Begin

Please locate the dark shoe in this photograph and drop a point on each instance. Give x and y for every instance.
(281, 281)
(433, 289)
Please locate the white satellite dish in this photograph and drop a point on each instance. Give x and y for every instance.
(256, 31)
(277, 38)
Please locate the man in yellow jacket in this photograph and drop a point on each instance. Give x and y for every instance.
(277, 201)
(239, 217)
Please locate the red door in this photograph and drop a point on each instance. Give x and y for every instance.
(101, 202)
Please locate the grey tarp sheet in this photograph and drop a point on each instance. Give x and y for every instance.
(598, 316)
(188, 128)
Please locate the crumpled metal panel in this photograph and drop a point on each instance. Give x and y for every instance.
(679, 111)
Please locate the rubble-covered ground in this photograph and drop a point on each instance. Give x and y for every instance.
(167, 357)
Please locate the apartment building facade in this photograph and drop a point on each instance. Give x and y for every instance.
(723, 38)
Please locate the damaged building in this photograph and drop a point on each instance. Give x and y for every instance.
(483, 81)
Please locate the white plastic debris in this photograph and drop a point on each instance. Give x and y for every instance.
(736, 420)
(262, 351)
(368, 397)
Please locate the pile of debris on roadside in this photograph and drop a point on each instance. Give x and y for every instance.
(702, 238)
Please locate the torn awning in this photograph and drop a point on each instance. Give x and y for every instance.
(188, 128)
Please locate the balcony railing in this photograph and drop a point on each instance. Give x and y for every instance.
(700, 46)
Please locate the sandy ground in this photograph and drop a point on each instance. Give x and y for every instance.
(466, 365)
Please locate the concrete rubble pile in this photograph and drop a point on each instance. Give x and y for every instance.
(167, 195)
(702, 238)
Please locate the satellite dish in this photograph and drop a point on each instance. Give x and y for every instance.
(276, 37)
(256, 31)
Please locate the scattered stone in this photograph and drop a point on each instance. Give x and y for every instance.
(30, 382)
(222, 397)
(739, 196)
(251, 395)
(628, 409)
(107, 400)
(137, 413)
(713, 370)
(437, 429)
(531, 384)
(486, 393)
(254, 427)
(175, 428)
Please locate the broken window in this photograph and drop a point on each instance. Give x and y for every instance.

End

Put every line of the material, from the line containing "Please locate the damaged" through the end, into a JSON list of strings, one string per line, leaving out blank lines.

[
  "Please locate the damaged building in this photograph and drop a point on each instance. Give x and y for every instance.",
  "(483, 81)",
  "Please locate the white plastic debris in this photograph and drop a point on each instance. Give x and y for every instance.",
  "(736, 420)",
  "(262, 351)",
  "(368, 397)",
  "Please locate the pile of debris on roadside in this photograph and drop a point on each instance. Give x and y for every instance.",
  "(702, 238)",
  "Please locate the torn awning in this photograph and drop a point on each instance. Give x and y for every instance.",
  "(188, 128)",
  "Please locate the balcony railing in this photograph and drop a point on each instance. Give x and y for every instance.",
  "(700, 46)",
  "Please locate the sandy ground in this photograph and drop a point on each instance. Give x and y for every instance.",
  "(466, 365)",
  "Please locate the concrete rubble pile in this photograph and drop a point on each instance. Give x and y for every instance.",
  "(167, 195)",
  "(702, 238)",
  "Please locate the satellite dish in this photograph and drop a point on each instance. Give x and y for every instance.",
  "(276, 37)",
  "(256, 31)",
  "Please locate the scattered stone in this photograph and drop a point on each instance. Give x and y for every instance.",
  "(30, 382)",
  "(222, 397)",
  "(739, 196)",
  "(251, 395)",
  "(628, 409)",
  "(107, 400)",
  "(137, 413)",
  "(713, 370)",
  "(437, 429)",
  "(531, 384)",
  "(486, 393)",
  "(254, 427)",
  "(175, 428)",
  "Please locate the broken window in this photograph and drop a point on each instance. Give x and y for every instance."
]